◆ **Directions for this task**
In the listing below, report how many lines include the string "beach", giving only that number.

* * * * * * *

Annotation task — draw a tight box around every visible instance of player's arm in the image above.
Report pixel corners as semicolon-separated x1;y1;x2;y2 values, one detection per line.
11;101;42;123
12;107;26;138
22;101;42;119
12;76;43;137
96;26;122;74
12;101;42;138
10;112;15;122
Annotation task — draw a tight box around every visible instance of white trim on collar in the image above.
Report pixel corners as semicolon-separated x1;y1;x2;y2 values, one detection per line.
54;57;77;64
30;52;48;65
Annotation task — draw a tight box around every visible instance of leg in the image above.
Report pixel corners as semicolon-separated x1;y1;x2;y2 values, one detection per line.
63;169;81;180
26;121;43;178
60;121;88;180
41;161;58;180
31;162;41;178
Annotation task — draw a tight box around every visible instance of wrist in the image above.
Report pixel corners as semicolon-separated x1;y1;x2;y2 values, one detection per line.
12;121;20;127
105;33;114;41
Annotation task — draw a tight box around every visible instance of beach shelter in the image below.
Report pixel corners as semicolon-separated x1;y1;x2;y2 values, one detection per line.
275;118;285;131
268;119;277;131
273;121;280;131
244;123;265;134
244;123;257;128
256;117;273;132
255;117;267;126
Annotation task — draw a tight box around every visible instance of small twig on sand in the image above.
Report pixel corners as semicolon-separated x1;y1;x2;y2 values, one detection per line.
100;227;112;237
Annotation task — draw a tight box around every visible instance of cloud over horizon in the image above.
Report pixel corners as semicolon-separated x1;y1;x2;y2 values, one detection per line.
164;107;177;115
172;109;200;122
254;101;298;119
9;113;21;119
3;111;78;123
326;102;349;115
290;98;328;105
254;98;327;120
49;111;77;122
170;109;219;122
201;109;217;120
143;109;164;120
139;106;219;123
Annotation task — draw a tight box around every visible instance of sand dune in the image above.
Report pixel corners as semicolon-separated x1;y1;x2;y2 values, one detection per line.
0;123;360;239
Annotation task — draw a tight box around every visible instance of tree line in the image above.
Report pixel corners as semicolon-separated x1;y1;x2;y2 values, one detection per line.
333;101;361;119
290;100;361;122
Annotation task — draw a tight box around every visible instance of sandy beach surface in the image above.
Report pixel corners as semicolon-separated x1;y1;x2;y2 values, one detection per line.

* * * * * * *

◆ **Exercise output**
2